■ REQUIREMENT: Identify every line in the data below that contains the word "tree", and copy each such line in full. The match is case-sensitive.

****

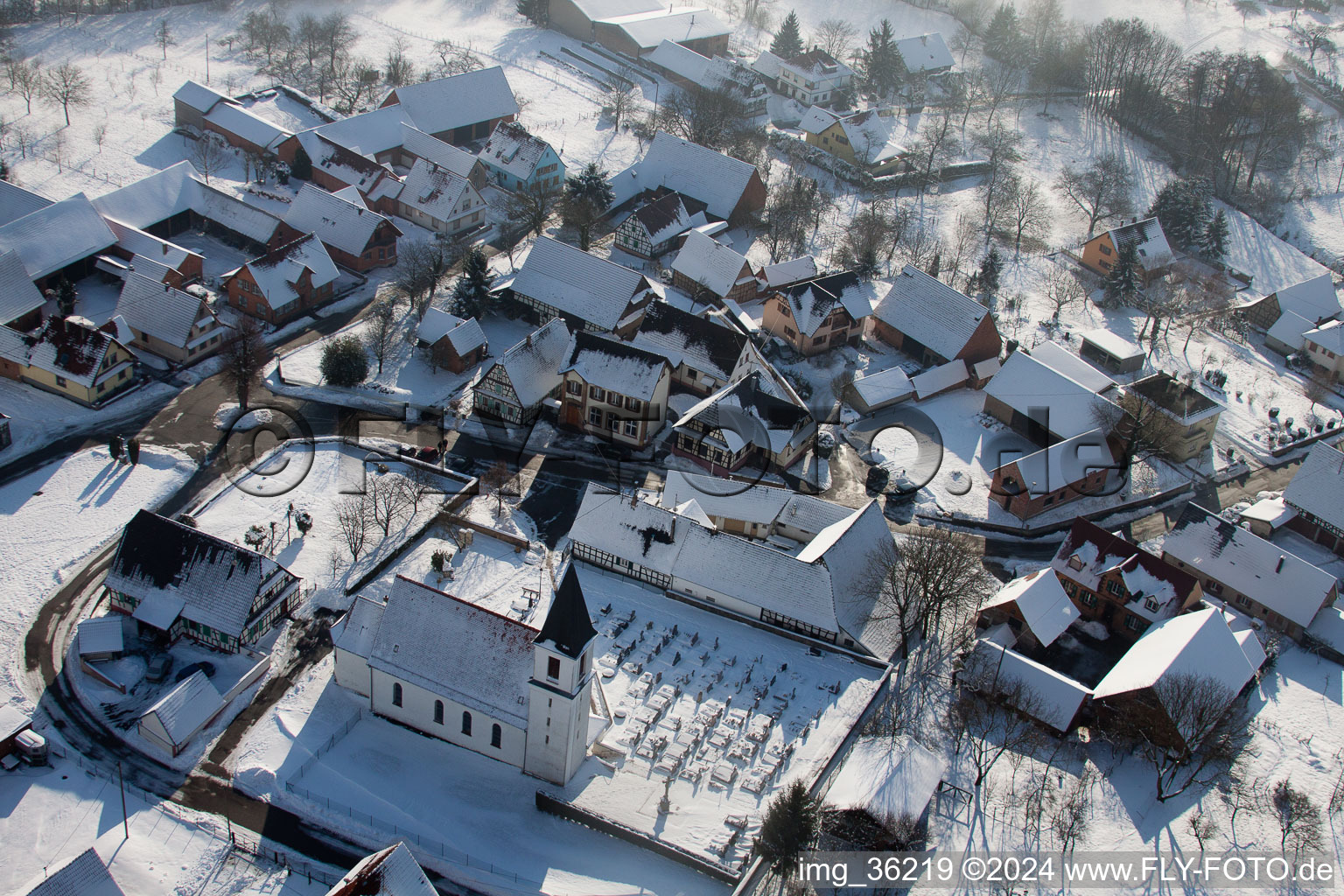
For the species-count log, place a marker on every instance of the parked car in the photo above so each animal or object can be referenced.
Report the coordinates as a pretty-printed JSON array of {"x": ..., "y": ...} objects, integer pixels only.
[
  {"x": 208, "y": 668},
  {"x": 158, "y": 668}
]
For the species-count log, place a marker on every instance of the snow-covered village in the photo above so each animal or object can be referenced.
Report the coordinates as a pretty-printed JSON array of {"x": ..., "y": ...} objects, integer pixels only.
[{"x": 593, "y": 448}]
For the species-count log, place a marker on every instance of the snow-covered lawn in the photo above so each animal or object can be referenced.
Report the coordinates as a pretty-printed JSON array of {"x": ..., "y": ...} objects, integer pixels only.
[
  {"x": 316, "y": 479},
  {"x": 57, "y": 516}
]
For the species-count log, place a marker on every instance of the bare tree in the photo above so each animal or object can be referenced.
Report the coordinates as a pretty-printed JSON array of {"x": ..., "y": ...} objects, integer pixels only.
[
  {"x": 922, "y": 584},
  {"x": 382, "y": 332},
  {"x": 208, "y": 156},
  {"x": 353, "y": 517},
  {"x": 243, "y": 358},
  {"x": 1102, "y": 190},
  {"x": 67, "y": 87}
]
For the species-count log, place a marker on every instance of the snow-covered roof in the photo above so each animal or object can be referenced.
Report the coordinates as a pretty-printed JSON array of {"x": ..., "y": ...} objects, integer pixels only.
[
  {"x": 338, "y": 222},
  {"x": 663, "y": 218},
  {"x": 1289, "y": 329},
  {"x": 790, "y": 271},
  {"x": 186, "y": 710},
  {"x": 198, "y": 95},
  {"x": 18, "y": 293},
  {"x": 1042, "y": 602},
  {"x": 368, "y": 133},
  {"x": 1115, "y": 346},
  {"x": 925, "y": 52},
  {"x": 534, "y": 364},
  {"x": 446, "y": 103},
  {"x": 217, "y": 580},
  {"x": 1313, "y": 298},
  {"x": 617, "y": 367},
  {"x": 57, "y": 235},
  {"x": 883, "y": 387},
  {"x": 85, "y": 875},
  {"x": 456, "y": 649},
  {"x": 1146, "y": 238},
  {"x": 463, "y": 335},
  {"x": 388, "y": 872},
  {"x": 687, "y": 339},
  {"x": 101, "y": 634},
  {"x": 1268, "y": 574},
  {"x": 1053, "y": 697},
  {"x": 1318, "y": 488},
  {"x": 675, "y": 23},
  {"x": 1195, "y": 644},
  {"x": 278, "y": 270},
  {"x": 155, "y": 308},
  {"x": 930, "y": 312},
  {"x": 887, "y": 778},
  {"x": 712, "y": 178},
  {"x": 1071, "y": 366},
  {"x": 710, "y": 263},
  {"x": 233, "y": 118},
  {"x": 514, "y": 150},
  {"x": 577, "y": 283},
  {"x": 937, "y": 379},
  {"x": 1026, "y": 383},
  {"x": 1065, "y": 462},
  {"x": 17, "y": 202}
]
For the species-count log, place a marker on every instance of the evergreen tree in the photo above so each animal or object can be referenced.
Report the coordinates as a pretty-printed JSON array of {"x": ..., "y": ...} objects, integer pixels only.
[
  {"x": 66, "y": 298},
  {"x": 1003, "y": 37},
  {"x": 788, "y": 40},
  {"x": 536, "y": 11},
  {"x": 788, "y": 830},
  {"x": 882, "y": 63},
  {"x": 1124, "y": 281},
  {"x": 586, "y": 199},
  {"x": 1215, "y": 236},
  {"x": 472, "y": 293}
]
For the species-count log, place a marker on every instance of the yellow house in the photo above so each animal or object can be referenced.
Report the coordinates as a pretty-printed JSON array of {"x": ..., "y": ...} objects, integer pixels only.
[
  {"x": 70, "y": 358},
  {"x": 863, "y": 138}
]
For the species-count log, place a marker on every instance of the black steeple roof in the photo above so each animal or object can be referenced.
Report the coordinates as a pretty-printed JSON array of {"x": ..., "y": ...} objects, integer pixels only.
[{"x": 567, "y": 625}]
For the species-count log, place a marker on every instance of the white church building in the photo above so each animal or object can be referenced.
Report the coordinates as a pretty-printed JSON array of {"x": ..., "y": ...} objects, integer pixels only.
[{"x": 473, "y": 677}]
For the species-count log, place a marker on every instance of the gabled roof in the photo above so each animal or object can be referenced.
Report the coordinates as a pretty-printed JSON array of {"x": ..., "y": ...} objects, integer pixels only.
[
  {"x": 1313, "y": 298},
  {"x": 217, "y": 580},
  {"x": 17, "y": 202},
  {"x": 578, "y": 284},
  {"x": 57, "y": 235},
  {"x": 198, "y": 95},
  {"x": 1318, "y": 488},
  {"x": 278, "y": 270},
  {"x": 1023, "y": 383},
  {"x": 617, "y": 367},
  {"x": 686, "y": 339},
  {"x": 187, "y": 707},
  {"x": 690, "y": 170},
  {"x": 338, "y": 222},
  {"x": 1042, "y": 602},
  {"x": 456, "y": 649},
  {"x": 514, "y": 150},
  {"x": 433, "y": 190},
  {"x": 388, "y": 872},
  {"x": 534, "y": 364},
  {"x": 567, "y": 625},
  {"x": 18, "y": 294},
  {"x": 710, "y": 263},
  {"x": 925, "y": 52},
  {"x": 452, "y": 102},
  {"x": 85, "y": 875},
  {"x": 930, "y": 312},
  {"x": 1274, "y": 578},
  {"x": 160, "y": 311}
]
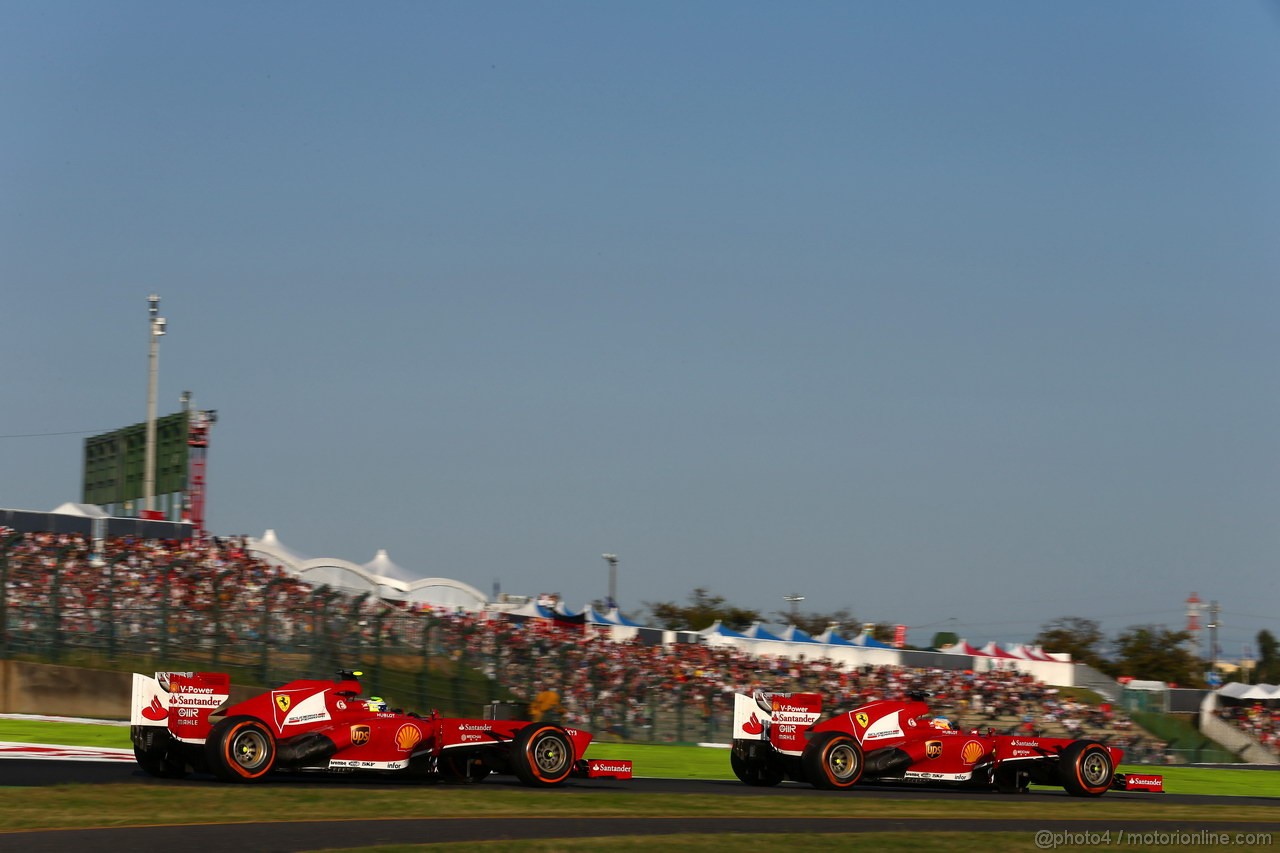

****

■ COMPLETE OUTPUT:
For the species-count log, place a marker on every instance of the bare tree in the photo above so each animal or object can be referenced.
For the species-count log, place a marker on every instance of the evergreen tree in the photo above so each animal or object can be referenced.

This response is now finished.